Roma elastica E la chiave è Mkhitaryan
Il 4-2-3-1? Sulla carta... Tre dietro e 7 giocatori in attacco in fase offensiva. E ci si difende col 4-4-2
L’elemento di maggiore curiosità emerso dall’amichevole di Trieste è l’elasticità del modulo di Mourinho. Il 4-2-3-1 esiste solo sulla carta, nella disposizione iniziale. Ma nello sviluppo dinamico della partita la Roma gioca con la difesa a tre quando attacca, mandando addirittura 7 giocatori ad aggredire gli spazi offensivi, e si arrotola in un prudente 4-4-2 quando la palla è nei piedi degli avversari. Non basta un test contro la Triestina, che praticamente ha rinunciato a creare pericoli, per trarre conclusioni in un periodo preliminare della preparazione. Ma alcuni elementi appaiono già chiari dalla tribuna.

▶ _Esercizio assegnato_
Come si traduce in inglese la frase dell'articolo sul modulo della Roma «Il 4-2-3-1 esiste solo sulla carta, nella disposizione iniziale»? Attieniti esclusivamente all'articolo riportato sopra.

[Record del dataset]
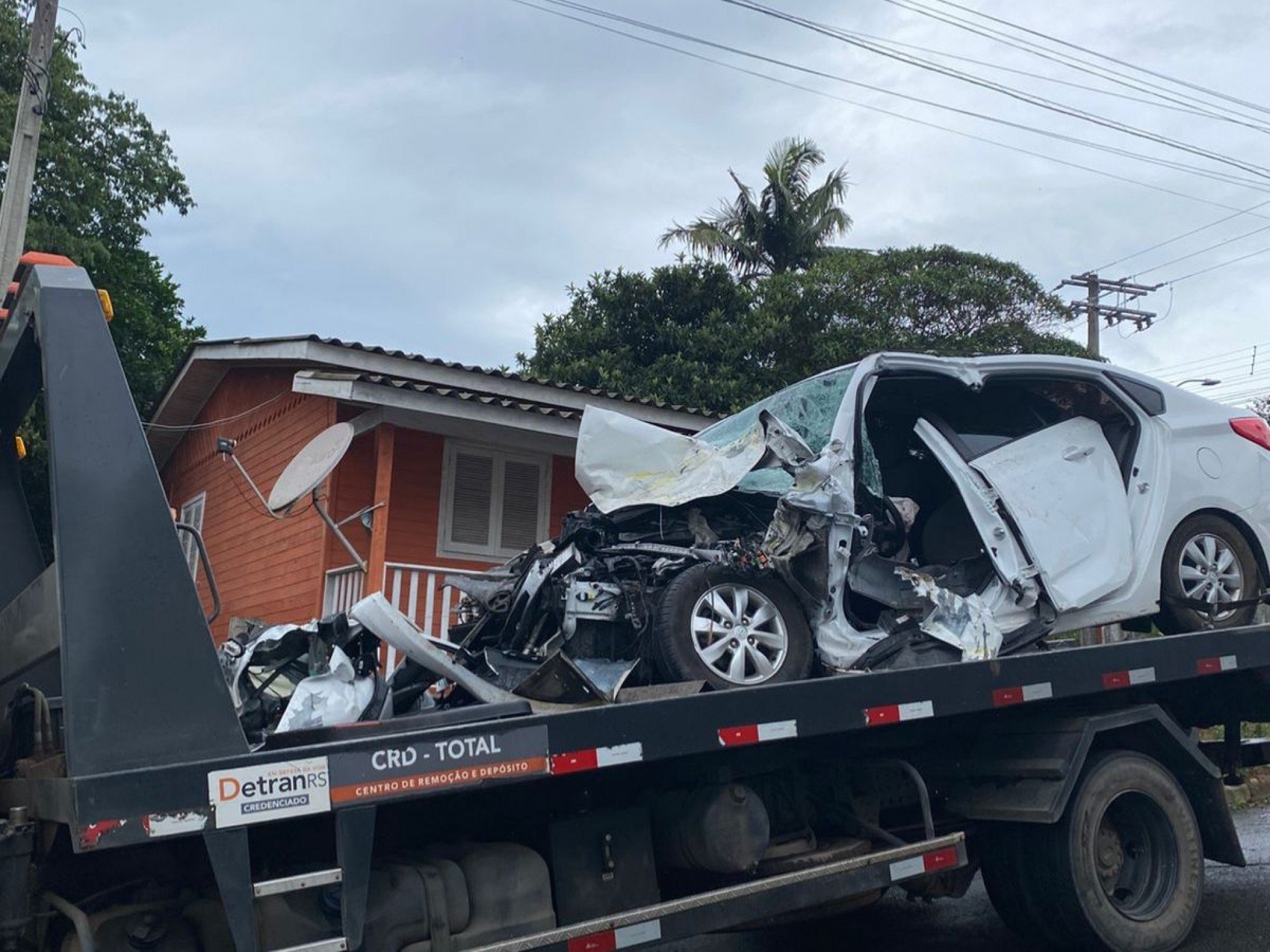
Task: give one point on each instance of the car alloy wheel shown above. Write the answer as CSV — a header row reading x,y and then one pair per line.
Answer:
x,y
740,633
1210,572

▶ _Compito svolto_
The 4-2-3-1 exists only on paper, in the initial setup.